Reproduce the listing below line for line, without changing anything.

┄┄┄┄┄┄┄┄┄┄┄┄┄┄┄┄┄┄┄┄

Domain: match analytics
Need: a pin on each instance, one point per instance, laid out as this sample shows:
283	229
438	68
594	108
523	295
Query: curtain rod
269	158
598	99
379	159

┄┄┄┄┄┄┄┄┄┄┄┄┄┄┄┄┄┄┄┄

### Solution for this exercise:
Domain: match analytics
Need: a pin on each instance, one point per instance, laid out as this sample shows:
283	229
438	68
594	108
523	295
Query: curtain rod
269	158
598	99
379	159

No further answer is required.